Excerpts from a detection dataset
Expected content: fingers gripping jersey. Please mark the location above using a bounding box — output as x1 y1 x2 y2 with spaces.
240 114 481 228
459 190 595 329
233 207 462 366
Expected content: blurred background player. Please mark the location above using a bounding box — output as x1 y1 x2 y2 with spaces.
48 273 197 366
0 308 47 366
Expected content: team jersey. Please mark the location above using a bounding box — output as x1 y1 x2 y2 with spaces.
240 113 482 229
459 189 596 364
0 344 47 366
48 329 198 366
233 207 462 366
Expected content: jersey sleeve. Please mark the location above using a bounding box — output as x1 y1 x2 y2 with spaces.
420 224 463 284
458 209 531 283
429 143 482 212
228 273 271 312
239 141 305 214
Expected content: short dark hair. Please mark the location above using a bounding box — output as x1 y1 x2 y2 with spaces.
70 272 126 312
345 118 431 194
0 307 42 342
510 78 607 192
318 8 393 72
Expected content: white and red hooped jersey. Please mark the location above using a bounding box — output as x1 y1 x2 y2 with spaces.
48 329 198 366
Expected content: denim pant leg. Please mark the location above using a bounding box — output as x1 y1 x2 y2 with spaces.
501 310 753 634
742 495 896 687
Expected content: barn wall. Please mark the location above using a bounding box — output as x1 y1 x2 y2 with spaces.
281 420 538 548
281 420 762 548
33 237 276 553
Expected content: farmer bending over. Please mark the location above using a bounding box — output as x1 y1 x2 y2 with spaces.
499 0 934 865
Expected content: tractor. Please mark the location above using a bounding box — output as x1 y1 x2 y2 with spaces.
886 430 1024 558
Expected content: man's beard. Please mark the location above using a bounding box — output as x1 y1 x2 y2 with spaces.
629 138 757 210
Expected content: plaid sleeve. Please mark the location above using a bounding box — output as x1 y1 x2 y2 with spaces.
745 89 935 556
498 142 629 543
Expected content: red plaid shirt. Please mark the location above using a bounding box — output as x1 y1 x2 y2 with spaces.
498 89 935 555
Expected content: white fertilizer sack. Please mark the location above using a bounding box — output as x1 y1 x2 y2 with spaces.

» **EXERCISE OBJECTIVE**:
Update the material from the line with "Expected content: barn" through the end, replacing "plaid" with "checkered" and leaving everything else unchanged.

» **THE RESPONSE**:
Expected content: barn wall. Please mark the location above using a bounding box — output as x1 y1 x2 y2 with spaces.
281 420 538 548
281 420 762 548
33 237 276 553
Expected content: farmer bending over. Please mark the location above using a bounding box — output as x1 y1 x2 y2 with spaces.
499 0 934 865
Expected content: tractor. Please mark the location above using a bounding box — output as x1 y1 x2 y2 with spaces.
886 430 1024 558
Expected content: man's beard. Please mark the location above using a bounding box — output as x1 y1 x2 y2 with spaces.
629 138 757 210
Expected content: checkered sleeve. Please mark the location above using a bounding box — output as x1 y1 x2 y2 with spaces.
745 89 935 556
498 142 629 543
Expected content: red checkered shirt. Please mark the location above using a bounding box — output as x1 y1 x2 y2 with spaces.
498 89 935 555
Expected content: white fertilizer sack. Please mark the location above using a bounding box — output as x1 y1 x2 y2 with spaces.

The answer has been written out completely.